* MATERIAL SHOWN:
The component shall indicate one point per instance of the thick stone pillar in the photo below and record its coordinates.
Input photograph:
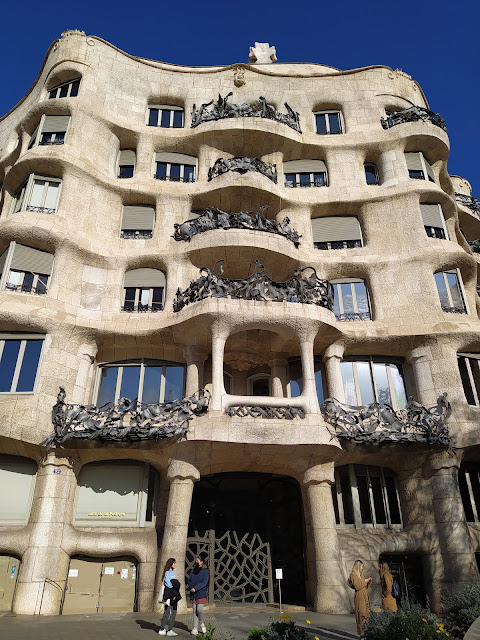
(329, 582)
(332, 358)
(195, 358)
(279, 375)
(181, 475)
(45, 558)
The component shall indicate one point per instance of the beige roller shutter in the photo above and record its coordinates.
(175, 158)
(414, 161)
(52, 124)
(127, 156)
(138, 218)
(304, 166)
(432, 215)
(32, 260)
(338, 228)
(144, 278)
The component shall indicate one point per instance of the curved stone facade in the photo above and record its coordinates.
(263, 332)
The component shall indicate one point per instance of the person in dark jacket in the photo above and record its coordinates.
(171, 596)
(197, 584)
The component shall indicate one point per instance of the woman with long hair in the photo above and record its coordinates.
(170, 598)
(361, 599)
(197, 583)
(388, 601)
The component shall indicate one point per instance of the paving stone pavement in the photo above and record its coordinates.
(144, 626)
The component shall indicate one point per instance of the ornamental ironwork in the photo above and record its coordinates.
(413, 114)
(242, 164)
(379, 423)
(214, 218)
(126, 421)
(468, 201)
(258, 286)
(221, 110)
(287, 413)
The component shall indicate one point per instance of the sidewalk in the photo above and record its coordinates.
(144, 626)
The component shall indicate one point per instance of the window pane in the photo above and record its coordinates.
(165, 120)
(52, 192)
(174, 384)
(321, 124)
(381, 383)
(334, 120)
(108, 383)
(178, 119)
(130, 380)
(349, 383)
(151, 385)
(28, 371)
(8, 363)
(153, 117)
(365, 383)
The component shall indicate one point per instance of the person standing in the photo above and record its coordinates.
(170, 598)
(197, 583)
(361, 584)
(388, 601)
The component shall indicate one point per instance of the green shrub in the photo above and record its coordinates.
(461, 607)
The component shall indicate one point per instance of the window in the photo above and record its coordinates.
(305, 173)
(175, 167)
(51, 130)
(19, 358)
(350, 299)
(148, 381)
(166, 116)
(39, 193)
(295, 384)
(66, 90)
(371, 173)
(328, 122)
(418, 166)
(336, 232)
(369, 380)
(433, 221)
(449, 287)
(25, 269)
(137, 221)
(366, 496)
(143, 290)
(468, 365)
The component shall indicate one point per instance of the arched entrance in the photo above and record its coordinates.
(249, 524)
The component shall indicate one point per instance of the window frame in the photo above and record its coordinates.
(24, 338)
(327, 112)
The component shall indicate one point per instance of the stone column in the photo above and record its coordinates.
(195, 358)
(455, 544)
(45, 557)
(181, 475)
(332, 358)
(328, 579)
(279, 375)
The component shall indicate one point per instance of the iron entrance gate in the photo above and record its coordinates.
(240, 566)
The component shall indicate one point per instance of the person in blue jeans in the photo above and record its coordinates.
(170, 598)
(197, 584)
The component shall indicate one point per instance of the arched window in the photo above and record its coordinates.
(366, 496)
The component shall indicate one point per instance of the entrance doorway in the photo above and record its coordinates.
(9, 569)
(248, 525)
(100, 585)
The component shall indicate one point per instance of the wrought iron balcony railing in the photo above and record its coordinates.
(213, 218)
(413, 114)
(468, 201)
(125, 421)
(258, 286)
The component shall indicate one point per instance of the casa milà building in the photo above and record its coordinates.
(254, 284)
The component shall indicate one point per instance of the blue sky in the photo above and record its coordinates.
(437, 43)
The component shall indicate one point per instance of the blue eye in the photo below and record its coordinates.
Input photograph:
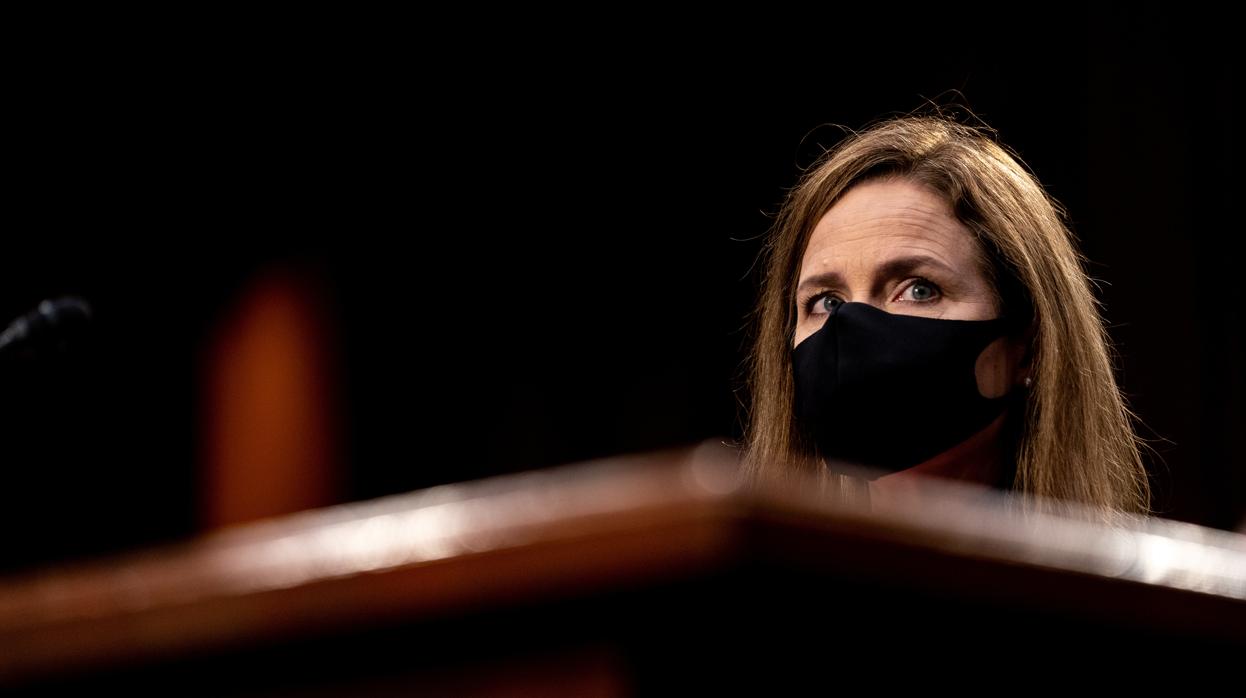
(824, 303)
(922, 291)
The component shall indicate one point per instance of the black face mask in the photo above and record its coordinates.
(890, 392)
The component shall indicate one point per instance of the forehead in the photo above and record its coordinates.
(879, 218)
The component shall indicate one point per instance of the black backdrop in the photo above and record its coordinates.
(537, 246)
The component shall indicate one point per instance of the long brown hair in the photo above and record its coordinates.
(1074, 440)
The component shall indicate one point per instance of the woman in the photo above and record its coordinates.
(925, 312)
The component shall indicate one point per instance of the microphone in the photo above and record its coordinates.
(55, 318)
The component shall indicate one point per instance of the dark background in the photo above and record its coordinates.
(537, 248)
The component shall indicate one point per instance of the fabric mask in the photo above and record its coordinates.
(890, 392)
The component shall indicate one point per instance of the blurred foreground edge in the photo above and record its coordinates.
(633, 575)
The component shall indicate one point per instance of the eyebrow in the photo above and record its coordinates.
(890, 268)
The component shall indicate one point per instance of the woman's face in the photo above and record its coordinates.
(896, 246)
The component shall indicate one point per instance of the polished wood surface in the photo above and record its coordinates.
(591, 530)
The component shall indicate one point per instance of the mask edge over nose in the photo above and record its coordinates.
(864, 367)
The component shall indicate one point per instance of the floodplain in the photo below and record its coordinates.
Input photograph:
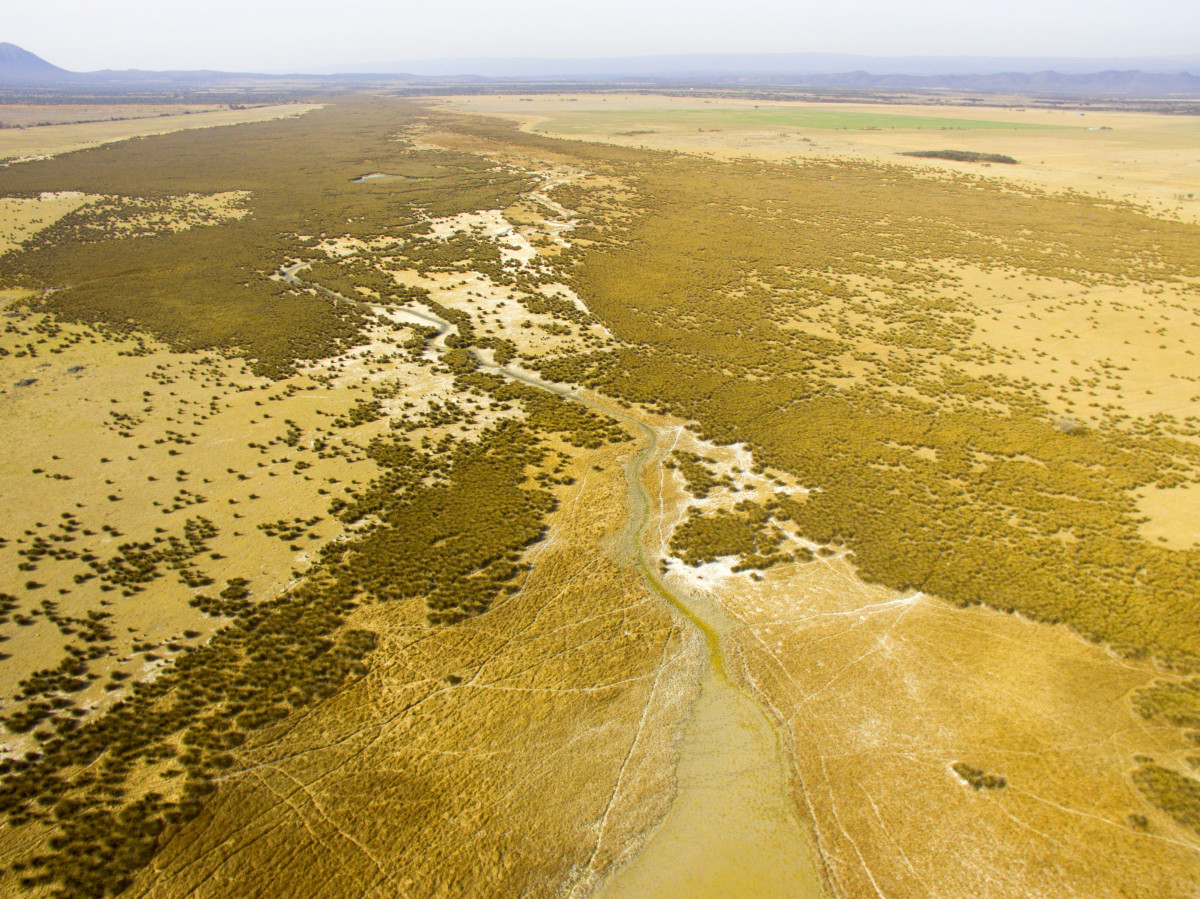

* WHAT IS NEEDED:
Pictures excluded, quote all the data above exactly.

* RESPONSE BELOW:
The component shall indicate one point per instance of the thick stone pillar in the photo below and record its coordinates.
Input photograph:
(329, 582)
(332, 358)
(195, 358)
(279, 375)
(181, 475)
(45, 558)
The component shall indicate one point per instance of the beige roller shutter in the photo above and record its coordinates.
(175, 158)
(414, 161)
(52, 124)
(127, 156)
(138, 218)
(304, 166)
(432, 215)
(32, 260)
(338, 228)
(144, 278)
The component shall indicate one point per instance of the curved stone facade in the photo above and record its coordinates.
(263, 332)
The component shall indicate one point per instance of the person in dark jacket in the photo above and record its coordinates.
(171, 596)
(197, 584)
The component shall indicate one point per instance of the woman with long hair in the photo above and record its coordinates.
(170, 598)
(361, 599)
(197, 583)
(388, 601)
The component shall indicate one point per instance of the paving stone pavement in the photo above and record its coordinates.
(144, 626)
The component shall indicate one point per instance of the ornamental ironwork in the photo above and record its coordinates.
(413, 114)
(242, 164)
(379, 423)
(214, 218)
(126, 421)
(468, 201)
(258, 286)
(221, 110)
(287, 413)
The component shall indicate one point per instance of the sidewalk in the photo above and record its coordinates.
(144, 626)
The component shall indicate one point per instance of the window pane in the photo above and record its coordinates.
(165, 120)
(52, 192)
(174, 384)
(321, 124)
(381, 383)
(334, 120)
(108, 383)
(178, 119)
(130, 380)
(349, 383)
(151, 385)
(28, 371)
(8, 363)
(153, 117)
(365, 383)
The component shall indicate one point per instance of the person standing in the photo above and record its coordinates.
(170, 598)
(197, 583)
(361, 584)
(388, 601)
The component shall indicate one point per instance of the green shrub in the photo above and record its coordinates.
(461, 607)
The component shall indicate one point per instance of the window in the photo above and record its coordinates.
(305, 173)
(175, 167)
(51, 130)
(19, 358)
(350, 299)
(148, 381)
(166, 116)
(39, 193)
(295, 384)
(66, 90)
(371, 173)
(328, 122)
(418, 166)
(336, 232)
(369, 380)
(433, 221)
(449, 287)
(25, 269)
(137, 221)
(366, 496)
(143, 290)
(468, 365)
The component shall indicate one point per instance of the arched entrance in the photo above and record its coordinates.
(249, 524)
The component shall indicate one point per instance of the window frame in the photo above and record its coordinates.
(24, 338)
(327, 112)
The component shall indicate one point per instance of the stone column in the photo above and record its coordinates.
(195, 358)
(455, 544)
(45, 557)
(181, 475)
(332, 358)
(328, 579)
(279, 375)
The component shall indicate one point per instance of the iron entrance gate in the photo above and record its coordinates.
(240, 566)
The component shall indicate one point per instance of the person in blue jeans in the photo above and record its coordinates.
(170, 598)
(197, 584)
The component shall indicate one point per instance of the arched window in the photo above and record its coordinates.
(366, 496)
The component shall indicate one point per instance of the entrance doorway in the photo above and record its coordinates.
(9, 569)
(248, 525)
(100, 585)
The component shall indicate one point per instance of the wrought iron balcony railing in the photo above and record its coordinates.
(213, 218)
(413, 114)
(468, 201)
(125, 421)
(258, 286)
The component shall indicate one point per instance of the casa milà building in the photo above and record its coordinates.
(254, 284)
The component shall indicate one point per instance of the blue sky in the photo above and record its coordinates.
(437, 43)
The component shall indicate one point per instance of the blue eye in the photo below and record its coordinates.
Input photograph:
(824, 303)
(922, 291)
The component shall indicate one point per instance of the black face mask in the photo above and record its coordinates.
(890, 392)
The component shall indicate one point per instance of the forehead in the photo above and record its coordinates.
(879, 218)
The component shall indicate one point per instance of the black backdrop in the photo above and record its coordinates.
(537, 246)
The component shall indicate one point per instance of the long brown hair in the photo above and record its coordinates.
(1074, 440)
The component shall indicate one point per instance of the woman in the photo above and record its coordinates.
(925, 312)
The component shall indicate one point per instance of the microphone in the photo above and record its coordinates.
(55, 318)
The component shall indicate one point per instance of the dark background in the photo above and record its coordinates.
(537, 248)
The component shall indicate one point per instance of the fabric mask in the photo above and record its coordinates.
(890, 392)
The component shall indicate one point per instance of the blurred foreground edge in the photo above and record its coordinates.
(633, 575)
The component shall indicate one point per instance of the eyebrow in the photo above and record its coordinates.
(890, 268)
The component shall indicate one point per instance of the woman's face in the photo above and record its coordinates.
(896, 246)
The component shall indicate one point per instance of the polished wood surface in the photo above and record its coordinates.
(591, 530)
The component shall indicate one point per instance of the mask edge over nose in the photo above and record its coordinates.
(864, 367)
The component shall indicate one point per instance of the floodplain in the photo below and record its coordinates.
Input photograph:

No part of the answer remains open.